**Exercise material:**
=-=-=-=-=
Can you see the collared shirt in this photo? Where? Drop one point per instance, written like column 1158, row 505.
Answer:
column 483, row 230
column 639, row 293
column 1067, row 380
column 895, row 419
=-=-=-=-=
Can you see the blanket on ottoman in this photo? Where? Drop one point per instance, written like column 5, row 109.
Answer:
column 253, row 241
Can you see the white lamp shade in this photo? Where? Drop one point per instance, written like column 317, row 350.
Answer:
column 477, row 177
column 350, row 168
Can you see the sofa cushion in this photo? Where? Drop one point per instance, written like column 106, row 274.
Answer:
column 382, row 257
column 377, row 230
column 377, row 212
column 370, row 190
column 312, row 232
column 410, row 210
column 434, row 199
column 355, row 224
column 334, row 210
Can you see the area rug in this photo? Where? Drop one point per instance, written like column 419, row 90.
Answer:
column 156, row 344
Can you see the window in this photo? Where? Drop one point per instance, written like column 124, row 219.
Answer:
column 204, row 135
=-=-=-=-=
**Exercise directions:** Look through the material above and print exactly the lines from the one containing "Can you see the white" to the one containing "Can you see the sofa", both included, and nothing more.

**Solved problem:**
Can you see the white lamp shade in this photo? Where? Drop one point per instance, written like column 317, row 350.
Answer:
column 477, row 177
column 350, row 168
Can you see the sofa cushion in this photo? Where? Drop one point per instance, written like column 106, row 274.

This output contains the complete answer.